:: Excerpted records
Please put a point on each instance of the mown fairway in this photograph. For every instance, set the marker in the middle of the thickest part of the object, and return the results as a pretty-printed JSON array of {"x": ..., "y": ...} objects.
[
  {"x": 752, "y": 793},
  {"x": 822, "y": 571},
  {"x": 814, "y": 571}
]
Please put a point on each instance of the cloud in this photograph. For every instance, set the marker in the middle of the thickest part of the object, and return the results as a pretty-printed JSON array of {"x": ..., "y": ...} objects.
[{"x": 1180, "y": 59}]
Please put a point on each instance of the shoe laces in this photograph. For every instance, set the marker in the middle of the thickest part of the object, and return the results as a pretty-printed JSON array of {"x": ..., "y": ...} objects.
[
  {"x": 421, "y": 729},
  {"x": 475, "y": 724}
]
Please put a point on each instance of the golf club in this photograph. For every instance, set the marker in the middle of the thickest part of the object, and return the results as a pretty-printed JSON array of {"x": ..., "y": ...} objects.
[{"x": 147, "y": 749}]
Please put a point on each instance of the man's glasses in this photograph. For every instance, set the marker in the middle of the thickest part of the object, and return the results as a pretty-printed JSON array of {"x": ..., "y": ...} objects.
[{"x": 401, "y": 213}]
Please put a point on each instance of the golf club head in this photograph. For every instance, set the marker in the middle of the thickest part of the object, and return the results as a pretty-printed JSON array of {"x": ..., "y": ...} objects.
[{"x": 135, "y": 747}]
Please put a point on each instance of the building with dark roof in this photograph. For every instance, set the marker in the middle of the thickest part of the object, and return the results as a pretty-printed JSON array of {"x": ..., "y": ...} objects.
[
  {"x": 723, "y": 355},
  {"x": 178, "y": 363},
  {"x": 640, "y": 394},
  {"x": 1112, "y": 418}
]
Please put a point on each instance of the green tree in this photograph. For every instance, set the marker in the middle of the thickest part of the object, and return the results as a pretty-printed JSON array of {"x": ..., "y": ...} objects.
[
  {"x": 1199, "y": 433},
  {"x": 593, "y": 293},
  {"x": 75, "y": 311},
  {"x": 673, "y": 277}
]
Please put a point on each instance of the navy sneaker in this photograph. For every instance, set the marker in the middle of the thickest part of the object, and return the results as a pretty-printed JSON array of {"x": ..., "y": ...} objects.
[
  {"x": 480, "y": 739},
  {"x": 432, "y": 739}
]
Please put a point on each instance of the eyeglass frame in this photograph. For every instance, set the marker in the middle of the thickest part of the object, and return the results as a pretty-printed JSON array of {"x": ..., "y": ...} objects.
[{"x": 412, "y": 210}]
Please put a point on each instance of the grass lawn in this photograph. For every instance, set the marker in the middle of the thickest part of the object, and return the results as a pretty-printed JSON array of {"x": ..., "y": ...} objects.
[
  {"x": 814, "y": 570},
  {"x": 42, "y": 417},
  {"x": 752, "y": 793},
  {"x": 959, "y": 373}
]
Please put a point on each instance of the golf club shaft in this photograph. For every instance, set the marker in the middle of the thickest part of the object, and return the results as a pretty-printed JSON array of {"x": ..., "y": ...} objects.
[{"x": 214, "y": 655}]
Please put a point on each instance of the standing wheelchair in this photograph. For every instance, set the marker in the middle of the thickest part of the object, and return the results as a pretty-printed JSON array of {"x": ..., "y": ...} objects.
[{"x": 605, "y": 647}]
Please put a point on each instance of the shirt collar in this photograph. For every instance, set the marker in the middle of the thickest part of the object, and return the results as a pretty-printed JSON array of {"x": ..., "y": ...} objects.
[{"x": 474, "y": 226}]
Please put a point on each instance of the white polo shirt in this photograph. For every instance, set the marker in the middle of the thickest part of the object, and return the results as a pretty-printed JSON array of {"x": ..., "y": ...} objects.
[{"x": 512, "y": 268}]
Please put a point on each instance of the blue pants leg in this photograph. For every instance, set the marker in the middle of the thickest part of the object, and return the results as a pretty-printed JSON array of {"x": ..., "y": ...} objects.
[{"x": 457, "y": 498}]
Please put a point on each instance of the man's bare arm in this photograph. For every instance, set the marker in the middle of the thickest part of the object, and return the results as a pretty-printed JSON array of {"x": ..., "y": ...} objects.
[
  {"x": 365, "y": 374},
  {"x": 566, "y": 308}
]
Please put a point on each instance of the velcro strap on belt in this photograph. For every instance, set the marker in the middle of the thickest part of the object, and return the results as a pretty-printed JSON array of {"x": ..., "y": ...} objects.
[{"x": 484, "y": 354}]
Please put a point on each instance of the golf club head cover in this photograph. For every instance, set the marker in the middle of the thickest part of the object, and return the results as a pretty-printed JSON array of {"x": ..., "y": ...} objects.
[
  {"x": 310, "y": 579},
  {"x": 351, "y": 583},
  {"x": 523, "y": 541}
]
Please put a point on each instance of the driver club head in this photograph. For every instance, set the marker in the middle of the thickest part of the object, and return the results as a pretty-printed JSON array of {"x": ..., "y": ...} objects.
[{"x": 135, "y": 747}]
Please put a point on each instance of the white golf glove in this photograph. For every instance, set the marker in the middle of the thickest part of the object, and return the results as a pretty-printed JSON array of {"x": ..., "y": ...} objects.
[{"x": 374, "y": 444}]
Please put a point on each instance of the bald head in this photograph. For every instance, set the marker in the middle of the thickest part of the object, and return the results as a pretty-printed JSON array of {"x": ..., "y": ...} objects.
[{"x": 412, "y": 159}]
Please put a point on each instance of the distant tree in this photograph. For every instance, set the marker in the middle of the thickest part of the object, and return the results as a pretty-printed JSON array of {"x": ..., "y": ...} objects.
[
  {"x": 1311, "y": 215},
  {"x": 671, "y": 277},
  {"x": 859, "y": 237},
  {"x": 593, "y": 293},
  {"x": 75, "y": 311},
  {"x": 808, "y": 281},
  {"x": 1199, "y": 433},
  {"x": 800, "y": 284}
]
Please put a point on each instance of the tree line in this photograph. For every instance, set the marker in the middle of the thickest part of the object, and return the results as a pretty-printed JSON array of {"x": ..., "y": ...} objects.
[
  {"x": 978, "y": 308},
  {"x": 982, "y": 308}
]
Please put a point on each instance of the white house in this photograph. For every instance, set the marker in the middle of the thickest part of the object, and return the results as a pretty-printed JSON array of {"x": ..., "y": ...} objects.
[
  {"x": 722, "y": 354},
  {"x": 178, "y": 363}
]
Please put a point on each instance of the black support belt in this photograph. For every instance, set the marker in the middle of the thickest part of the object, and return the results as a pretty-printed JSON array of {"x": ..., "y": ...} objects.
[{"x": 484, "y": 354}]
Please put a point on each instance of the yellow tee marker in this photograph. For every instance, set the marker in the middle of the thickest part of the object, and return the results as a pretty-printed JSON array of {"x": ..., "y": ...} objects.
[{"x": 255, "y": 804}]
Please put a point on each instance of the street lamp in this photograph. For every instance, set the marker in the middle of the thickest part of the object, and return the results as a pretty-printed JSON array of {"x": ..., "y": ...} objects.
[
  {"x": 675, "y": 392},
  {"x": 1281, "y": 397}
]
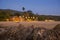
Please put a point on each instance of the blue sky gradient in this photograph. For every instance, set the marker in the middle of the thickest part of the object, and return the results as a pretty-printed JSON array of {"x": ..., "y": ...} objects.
[{"x": 42, "y": 7}]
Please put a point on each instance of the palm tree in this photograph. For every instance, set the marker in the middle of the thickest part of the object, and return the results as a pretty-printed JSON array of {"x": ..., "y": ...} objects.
[{"x": 23, "y": 8}]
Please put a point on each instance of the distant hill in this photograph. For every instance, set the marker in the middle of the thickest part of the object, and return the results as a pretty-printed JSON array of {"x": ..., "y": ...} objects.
[{"x": 40, "y": 17}]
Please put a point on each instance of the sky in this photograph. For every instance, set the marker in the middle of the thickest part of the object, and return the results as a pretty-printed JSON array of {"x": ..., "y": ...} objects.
::::
Each entry is to be written out again word for word, and any pictures are to be omitted.

Finished task >>
Please put a point on each instance of the mown fairway in this photograph. For every instance, set the marker in the middle of the thickest part of the object, and return the results as a pretty-printed JSON array of {"x": ..., "y": ...} objects.
[
  {"x": 752, "y": 793},
  {"x": 822, "y": 571},
  {"x": 814, "y": 571}
]
Please put a point on each instance of the cloud in this photograph. For every instance, set the marker in the middle of the thickest part of the object, and return the results as a pretty-printed JSON array of {"x": ..., "y": ...} objects.
[{"x": 1180, "y": 59}]
Please put a point on each instance of the shoe laces in this photograph. For every instance, set the marker in the middle of the thickest part of the object, and return the results as a pretty-printed JSON array of {"x": ..., "y": ...} objects.
[
  {"x": 421, "y": 729},
  {"x": 475, "y": 724}
]
Please put a point on each instance of the golf club in this photograph. For every instance, set the marker in the middle of the thickest part of the object, and return the results as a pretty-printed JSON array of {"x": ..., "y": ...} objects.
[{"x": 147, "y": 749}]
Please put a point on each instance of the man's glasses in this photograph. For every instance, set the marker in the middle of the thickest part of the object, and return the results as a pretty-printed JSON array of {"x": ..., "y": ...} objects.
[{"x": 401, "y": 213}]
Please put a point on each instance of the golf club head in this photograph. For every instance, set the marker in the middle of the thickest part of the object, and return the results as a pretty-printed JSON array of {"x": ..., "y": ...} objects.
[{"x": 135, "y": 747}]
Please put a point on each instance of the building with dark roof in this photograph. For every instance, set the marker in the middle of the thickest part of the object, and return the results as a pretty-printed JSON array of {"x": ..., "y": ...} objects.
[
  {"x": 723, "y": 355},
  {"x": 178, "y": 363},
  {"x": 640, "y": 394},
  {"x": 1112, "y": 418}
]
Please put a point on each instance of the green tree in this photograph. For every instance, set the marker in the middle of the thickest part of the object, and return the results as a pretty-printed JSON array of {"x": ..., "y": ...} objects.
[
  {"x": 1199, "y": 433},
  {"x": 593, "y": 293},
  {"x": 75, "y": 311},
  {"x": 673, "y": 277}
]
Please put a point on each instance of the navy sneaker in this photograph. For every instance, set the marker in the middle of the thickest part of the object, and return the results as a pretty-printed JSON array of {"x": ..., "y": ...} objects.
[
  {"x": 480, "y": 739},
  {"x": 432, "y": 739}
]
Please put a point on each instance of the eyeglass frame in this photograph. For every instance, set the marker in the middle of the thickest part of the object, and return the results as a pretty-printed JSON array of {"x": ..., "y": ...} objects.
[{"x": 412, "y": 210}]
Please put a point on each instance of the grass lawn in this photograph. For every instance, set the marker in the middle of the thickest part of the object, and return the results as a pretty-printed JSON array of {"x": ..., "y": ...} objects.
[
  {"x": 814, "y": 570},
  {"x": 42, "y": 417},
  {"x": 752, "y": 793},
  {"x": 959, "y": 373}
]
Please put a point on each instance of the golf club shaft in this photograph. For every instance, set the marker in the middle of the thickest part of the object, and return the results as a pretty-printed JSON array of {"x": ..., "y": ...} objects.
[{"x": 214, "y": 655}]
Please put a point on each instance of the standing wheelchair in this photograph. For every instance, set the marker in the middle of the thickest part of the object, and return the results as a pretty-printed JSON array of {"x": ..., "y": ...} objects.
[{"x": 605, "y": 647}]
Please put a point on each instance of the shirt collar in this photograph. For every instance, set the marker in the middle of the thickest part of the object, and return the results as a pretty-printed JSON array of {"x": ..., "y": ...} objects.
[{"x": 474, "y": 226}]
Please put a point on each instance of the white polo shirt in this photograph. For every instance, set the marker in the middle of the thickest part of the object, and return the results as a pretty-printed JSON array of {"x": ..., "y": ...} objects.
[{"x": 512, "y": 268}]
Please put a point on each instance of the blue pants leg in this photograph. For every instance, set the marker in the middle of the thickest part of the object, and return the results as a pretty-printed JSON array of {"x": ..., "y": ...} objects.
[{"x": 457, "y": 498}]
Please put a point on each instance of the man's bare arm in this photograph. For every instance, set the marker in the middle of the thickest part of the object, and return the results as a pretty-printed JSON array of {"x": ..., "y": ...} objects.
[
  {"x": 365, "y": 374},
  {"x": 566, "y": 308}
]
Please put a point on each instance of the velcro strap on belt in this photograph. For every instance, set the marker in the middle of the thickest part of the object, and return the results as a pretty-printed JSON array of {"x": ..., "y": ...} objects.
[{"x": 484, "y": 354}]
Please put a point on each instance of the golf club head cover in this photograph. For every instance, set the marker in the middle of the thickest part of the object, and return the results as a pretty-printed JSON array of {"x": ..., "y": ...} objects.
[
  {"x": 310, "y": 579},
  {"x": 351, "y": 583},
  {"x": 523, "y": 541}
]
Please put a point on each instance of the driver club head in this photograph. For every instance, set the marker in the middle of the thickest part of the object, and return the results as a pretty-printed JSON array of {"x": ..., "y": ...} objects.
[{"x": 135, "y": 747}]
Please put a point on each instance of the white golf glove in this photograph. For every instance, set the marker in the middle of the thickest part of the object, and return the results as a pretty-printed JSON array of {"x": ..., "y": ...} objects.
[{"x": 374, "y": 444}]
Please put a point on each instance of the bald head in this photograph. For every instance, set the marker in the middle of the thickest part of the object, and return the results as a pretty-printed JSON array of {"x": ..., "y": ...} objects.
[{"x": 412, "y": 159}]
Please put a point on each instance of the distant tree in this photograph. For every instance, set the marker in the middle of the thickest part of the object, and return the results as a pretty-printed JSON array of {"x": ..., "y": ...} objects.
[
  {"x": 1311, "y": 215},
  {"x": 671, "y": 277},
  {"x": 859, "y": 237},
  {"x": 593, "y": 293},
  {"x": 75, "y": 311},
  {"x": 808, "y": 281},
  {"x": 1199, "y": 433},
  {"x": 800, "y": 284}
]
Please put a point on each instance of the tree line in this photograph. For every instance, set the marker in the middle of the thickest part of the object, and return the results as a pretty-printed JSON array of {"x": ..., "y": ...} objects.
[
  {"x": 978, "y": 308},
  {"x": 982, "y": 308}
]
Please put a point on each instance of the white house in this photograph. For every instance, set the marker in the middle of the thickest part of the object, and return the results as a pretty-printed JSON array of {"x": ..., "y": ...} objects.
[
  {"x": 722, "y": 354},
  {"x": 178, "y": 363}
]
Please put a point on each instance of the black support belt in this photograph. For every instance, set the marker in the middle of the thickest part of the object, and return the results as a pretty-printed JSON array of {"x": ..., "y": ...} objects.
[{"x": 484, "y": 354}]
Please put a point on each instance of the yellow tee marker in this photograph. For every instance, set the marker in the middle of the thickest part of the object, and return the results as a pretty-printed JSON array of {"x": ..., "y": ...} objects.
[{"x": 255, "y": 804}]
Please put a point on each instance of the street lamp in this photograph. For every instance, set the marker in the middle of the thickest part of the object, and return the results as a pretty-printed JSON array of {"x": ..., "y": ...} objects.
[
  {"x": 675, "y": 392},
  {"x": 1281, "y": 397}
]
Please put a point on each instance of the blue sky gradient in this photograph. For every instance, set the marker in the middle of the thickest part of the object, and return the results as a pretty-printed JSON array of {"x": ..., "y": ...} objects.
[{"x": 42, "y": 7}]
Please put a point on each instance of the palm tree in this photograph. For every instance, set the marker in the middle of the thickest part of the object, and return the results as a pretty-printed JSON array of {"x": ..., "y": ...} objects.
[{"x": 23, "y": 8}]
Please put a point on each instance of the distant hill in this photograph. For every instance, set the marker in the middle of the thickest part of the object, and return the results as a pretty-printed JSON array of {"x": ..., "y": ...} objects.
[{"x": 40, "y": 17}]
Please put a point on each instance of the sky in this photograph. For every instance, set the marker in the middle of the thickest part of the object, and return the results as a pretty-printed JSON array of {"x": ..., "y": ...} objects.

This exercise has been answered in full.